■ **Goal**
In the listing, substitute "image" for "photo" everywhere from the line containing "brick wall. Return only the coordinates." down to the line containing "shoreline. Return only the coordinates.", changing nothing else. Return only those lines, without the pictures.

■ **Data lines**

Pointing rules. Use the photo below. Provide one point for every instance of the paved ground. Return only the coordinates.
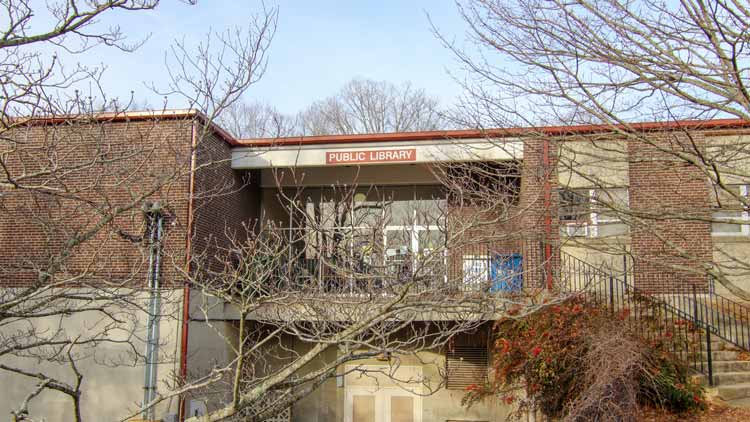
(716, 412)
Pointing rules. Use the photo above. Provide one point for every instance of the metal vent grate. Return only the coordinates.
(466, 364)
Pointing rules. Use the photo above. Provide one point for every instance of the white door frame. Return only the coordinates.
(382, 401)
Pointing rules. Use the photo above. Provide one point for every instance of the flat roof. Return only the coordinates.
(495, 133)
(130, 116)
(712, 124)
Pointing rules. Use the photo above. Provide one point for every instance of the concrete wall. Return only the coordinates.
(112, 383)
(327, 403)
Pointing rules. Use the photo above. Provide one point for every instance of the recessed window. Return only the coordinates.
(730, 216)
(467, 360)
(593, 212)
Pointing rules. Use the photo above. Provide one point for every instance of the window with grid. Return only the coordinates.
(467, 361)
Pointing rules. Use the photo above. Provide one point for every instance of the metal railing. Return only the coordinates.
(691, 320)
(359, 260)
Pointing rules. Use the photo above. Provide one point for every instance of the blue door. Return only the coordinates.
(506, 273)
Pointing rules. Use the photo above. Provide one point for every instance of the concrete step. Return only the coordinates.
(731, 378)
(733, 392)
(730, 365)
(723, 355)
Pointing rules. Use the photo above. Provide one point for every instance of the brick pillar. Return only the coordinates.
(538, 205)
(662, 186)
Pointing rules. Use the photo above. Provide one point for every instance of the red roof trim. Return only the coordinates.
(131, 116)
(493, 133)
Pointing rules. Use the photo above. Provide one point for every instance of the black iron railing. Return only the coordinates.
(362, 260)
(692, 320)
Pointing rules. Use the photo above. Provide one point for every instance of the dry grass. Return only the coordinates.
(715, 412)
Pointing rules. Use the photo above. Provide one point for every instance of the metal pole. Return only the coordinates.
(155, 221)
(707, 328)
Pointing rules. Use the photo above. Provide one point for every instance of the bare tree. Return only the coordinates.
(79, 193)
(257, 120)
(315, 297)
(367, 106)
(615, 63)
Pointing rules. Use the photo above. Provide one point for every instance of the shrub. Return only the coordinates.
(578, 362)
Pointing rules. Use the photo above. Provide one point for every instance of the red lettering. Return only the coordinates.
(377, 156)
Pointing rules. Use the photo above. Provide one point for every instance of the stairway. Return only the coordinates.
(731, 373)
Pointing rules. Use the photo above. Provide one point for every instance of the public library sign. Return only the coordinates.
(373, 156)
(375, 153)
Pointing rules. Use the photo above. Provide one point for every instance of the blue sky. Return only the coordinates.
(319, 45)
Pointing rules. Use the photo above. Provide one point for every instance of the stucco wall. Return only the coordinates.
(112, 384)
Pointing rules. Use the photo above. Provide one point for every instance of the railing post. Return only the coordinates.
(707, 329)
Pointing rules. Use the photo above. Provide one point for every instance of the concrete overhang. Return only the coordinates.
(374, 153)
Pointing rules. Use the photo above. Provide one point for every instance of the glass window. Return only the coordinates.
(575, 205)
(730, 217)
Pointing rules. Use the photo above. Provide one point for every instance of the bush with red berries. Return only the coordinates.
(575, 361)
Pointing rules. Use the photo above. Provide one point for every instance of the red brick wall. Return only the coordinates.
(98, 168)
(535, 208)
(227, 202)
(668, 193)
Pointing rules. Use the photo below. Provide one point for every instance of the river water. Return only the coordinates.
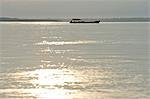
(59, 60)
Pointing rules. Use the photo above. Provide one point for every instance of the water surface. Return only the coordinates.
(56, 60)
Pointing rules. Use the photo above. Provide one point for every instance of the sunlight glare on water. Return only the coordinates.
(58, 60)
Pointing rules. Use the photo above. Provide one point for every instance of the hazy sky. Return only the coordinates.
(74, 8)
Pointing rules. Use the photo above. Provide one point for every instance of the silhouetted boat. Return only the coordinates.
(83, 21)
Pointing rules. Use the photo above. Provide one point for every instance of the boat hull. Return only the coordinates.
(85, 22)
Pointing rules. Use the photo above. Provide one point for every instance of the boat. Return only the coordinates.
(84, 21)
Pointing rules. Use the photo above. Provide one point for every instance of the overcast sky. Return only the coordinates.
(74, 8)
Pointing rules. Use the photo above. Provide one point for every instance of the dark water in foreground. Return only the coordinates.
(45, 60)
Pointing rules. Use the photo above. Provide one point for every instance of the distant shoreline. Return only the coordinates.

==

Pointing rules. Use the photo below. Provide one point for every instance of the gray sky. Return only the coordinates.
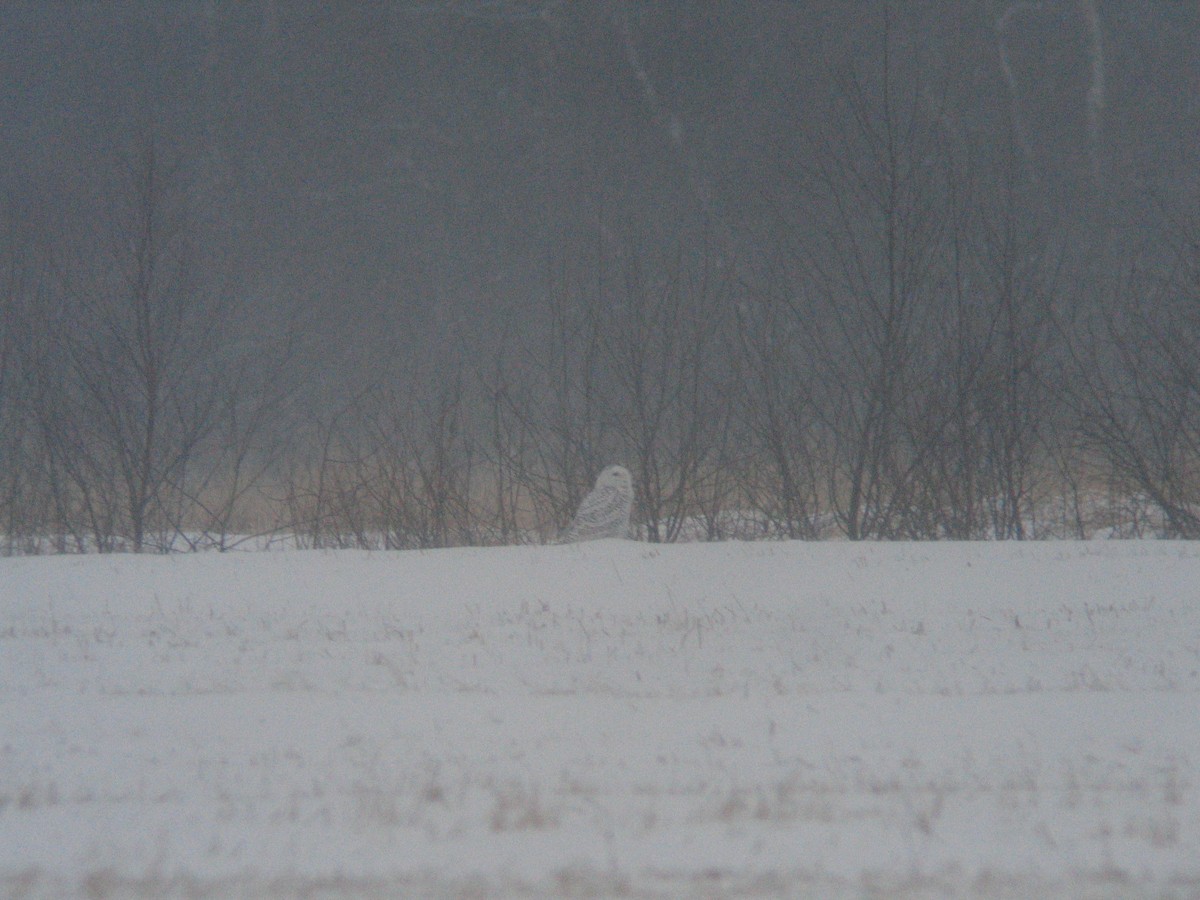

...

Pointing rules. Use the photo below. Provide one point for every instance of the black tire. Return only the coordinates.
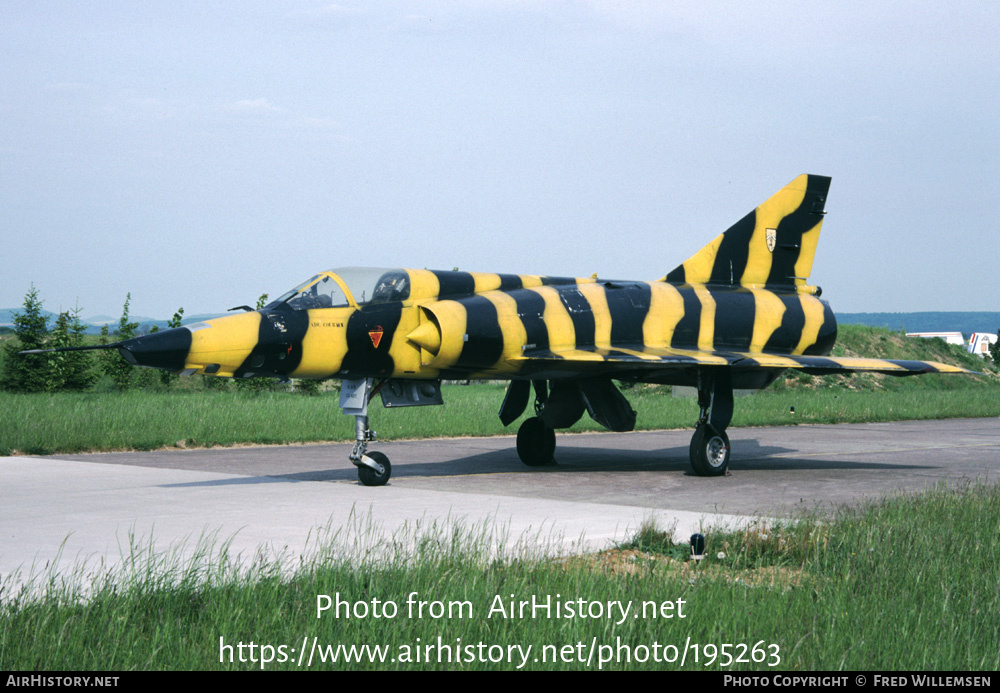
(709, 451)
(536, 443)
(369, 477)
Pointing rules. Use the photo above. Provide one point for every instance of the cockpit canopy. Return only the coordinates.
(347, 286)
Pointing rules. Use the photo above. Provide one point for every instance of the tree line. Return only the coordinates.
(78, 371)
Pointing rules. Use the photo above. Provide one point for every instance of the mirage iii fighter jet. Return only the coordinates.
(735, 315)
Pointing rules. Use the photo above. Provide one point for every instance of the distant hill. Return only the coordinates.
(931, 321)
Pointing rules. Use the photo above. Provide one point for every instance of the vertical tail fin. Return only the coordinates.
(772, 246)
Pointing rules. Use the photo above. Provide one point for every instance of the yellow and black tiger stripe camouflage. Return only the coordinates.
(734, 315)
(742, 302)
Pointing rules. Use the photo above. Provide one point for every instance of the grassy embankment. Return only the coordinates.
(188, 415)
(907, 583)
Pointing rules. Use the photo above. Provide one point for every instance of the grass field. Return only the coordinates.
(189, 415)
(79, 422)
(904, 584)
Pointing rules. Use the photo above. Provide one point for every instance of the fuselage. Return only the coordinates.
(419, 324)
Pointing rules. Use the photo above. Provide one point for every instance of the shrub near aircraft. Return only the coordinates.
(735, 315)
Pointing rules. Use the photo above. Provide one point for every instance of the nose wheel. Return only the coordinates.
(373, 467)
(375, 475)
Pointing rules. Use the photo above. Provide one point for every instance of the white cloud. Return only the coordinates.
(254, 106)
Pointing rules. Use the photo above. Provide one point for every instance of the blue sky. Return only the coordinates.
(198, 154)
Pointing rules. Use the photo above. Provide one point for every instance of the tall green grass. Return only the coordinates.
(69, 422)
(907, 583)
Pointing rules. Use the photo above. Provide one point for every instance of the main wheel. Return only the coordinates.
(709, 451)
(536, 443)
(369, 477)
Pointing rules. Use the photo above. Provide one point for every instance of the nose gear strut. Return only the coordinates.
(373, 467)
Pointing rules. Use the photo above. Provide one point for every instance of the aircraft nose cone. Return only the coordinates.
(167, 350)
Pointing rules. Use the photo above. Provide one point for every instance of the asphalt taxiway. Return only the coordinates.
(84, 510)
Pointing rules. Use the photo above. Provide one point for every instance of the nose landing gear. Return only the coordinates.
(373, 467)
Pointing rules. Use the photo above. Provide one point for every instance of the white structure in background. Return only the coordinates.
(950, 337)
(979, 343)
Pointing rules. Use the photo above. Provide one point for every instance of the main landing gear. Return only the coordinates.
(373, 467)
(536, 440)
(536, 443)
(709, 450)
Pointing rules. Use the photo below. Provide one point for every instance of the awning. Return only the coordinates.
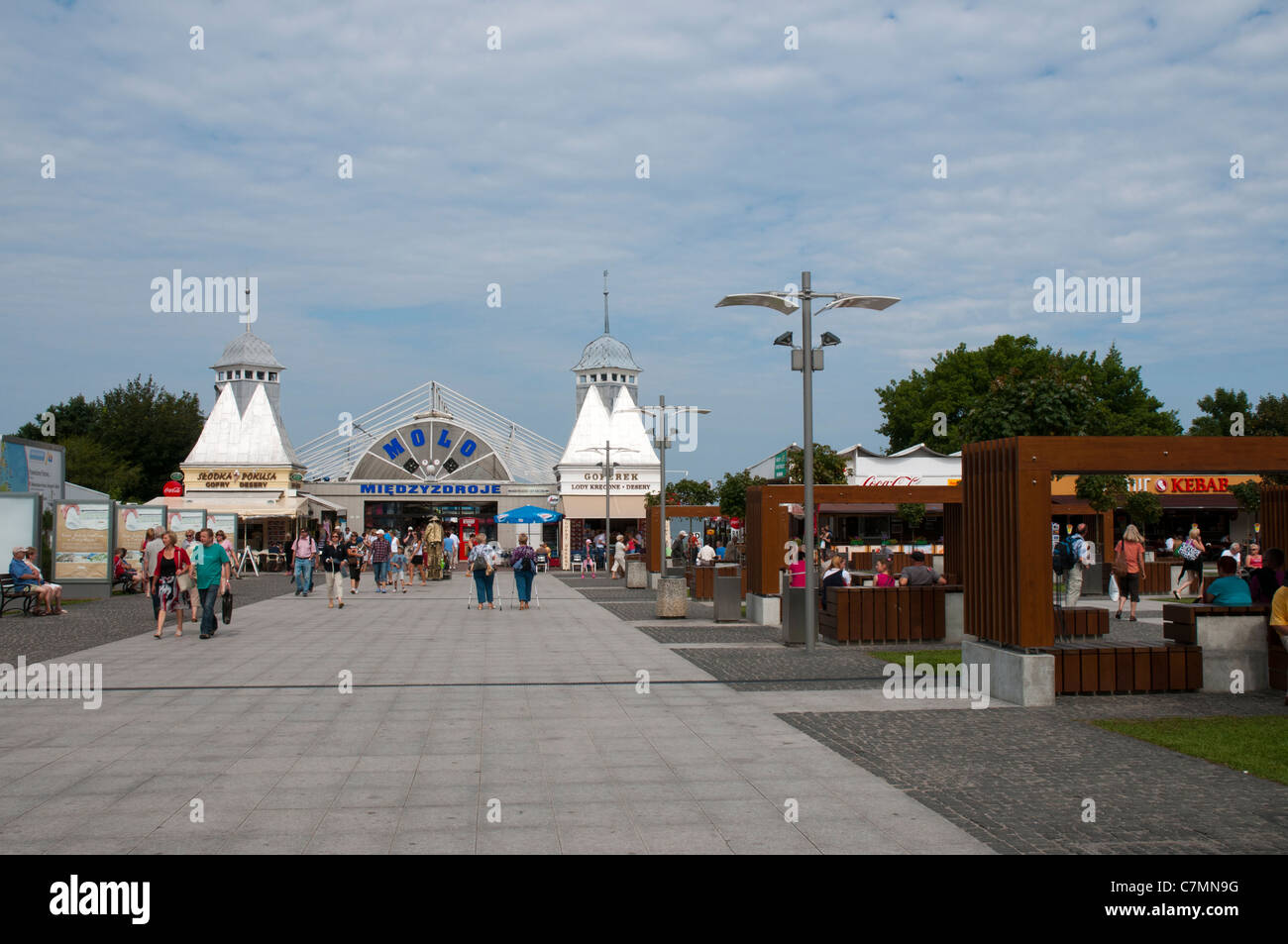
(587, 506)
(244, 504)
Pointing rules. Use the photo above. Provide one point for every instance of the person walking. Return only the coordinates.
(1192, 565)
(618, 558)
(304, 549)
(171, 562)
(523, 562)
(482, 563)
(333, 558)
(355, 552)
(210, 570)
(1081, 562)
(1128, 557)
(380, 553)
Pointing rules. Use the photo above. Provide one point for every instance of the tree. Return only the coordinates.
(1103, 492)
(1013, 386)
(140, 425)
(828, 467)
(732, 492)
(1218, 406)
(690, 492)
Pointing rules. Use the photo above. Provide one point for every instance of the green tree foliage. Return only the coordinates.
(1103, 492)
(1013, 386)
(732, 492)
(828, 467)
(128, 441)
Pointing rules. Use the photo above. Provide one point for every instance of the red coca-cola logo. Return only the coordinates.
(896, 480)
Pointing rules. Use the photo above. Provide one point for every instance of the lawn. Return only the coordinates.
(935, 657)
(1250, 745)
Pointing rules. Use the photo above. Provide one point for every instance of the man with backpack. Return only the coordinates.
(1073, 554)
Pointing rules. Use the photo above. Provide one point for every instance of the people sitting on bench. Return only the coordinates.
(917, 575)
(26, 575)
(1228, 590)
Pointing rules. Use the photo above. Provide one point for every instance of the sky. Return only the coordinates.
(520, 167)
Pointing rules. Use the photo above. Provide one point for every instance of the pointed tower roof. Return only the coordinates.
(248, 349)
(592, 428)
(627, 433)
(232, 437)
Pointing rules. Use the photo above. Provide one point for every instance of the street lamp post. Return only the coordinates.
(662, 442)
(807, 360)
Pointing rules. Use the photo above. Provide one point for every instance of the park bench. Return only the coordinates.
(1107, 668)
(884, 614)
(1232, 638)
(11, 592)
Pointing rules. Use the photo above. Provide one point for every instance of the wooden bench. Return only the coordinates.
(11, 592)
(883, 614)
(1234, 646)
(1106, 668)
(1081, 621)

■ **Exercise answer**
Pointing rules. Use the image above. Provide one point for every instance of the red brick wall. Return only the coordinates.
(98, 168)
(535, 208)
(227, 202)
(668, 193)
Pointing rules. Use the image below. Provide one point for every instance of the river water. Return only the coordinates.
(59, 60)
Pointing rules. Use the image above. Provide one point for every instance of the water surface. Return only the coordinates.
(56, 60)
Pointing rules. Use the image above. Provide one point for every instance of the sunlight glare on water. Return only the coordinates.
(58, 60)
Pointing rules. Use the image above. Provide one point for every instance of the hazy sky. Return only the coordinates.
(74, 8)
Pointing rules. Use the image above. Provide one point for every instance of the silhouetted boat. Return only the coordinates.
(83, 21)
Pointing rules. Use the image above. Provide one point for every instance of the boat hull. Return only the coordinates.
(85, 22)
Pointing rules. Use the image above. Provide one point for every instance of the boat. Return only the coordinates.
(84, 21)
Pointing rules. Use the image above. Provide one point for every instance of the overcast sky. Return only the coordinates.
(74, 8)
Pointing rules. Use the image above. Provide one point for every instance of the dark water in foreground. Return only the coordinates.
(45, 60)
Pointing rules. Use the image above. Provide one point for every instance of the distant shoreline. Return only the coordinates.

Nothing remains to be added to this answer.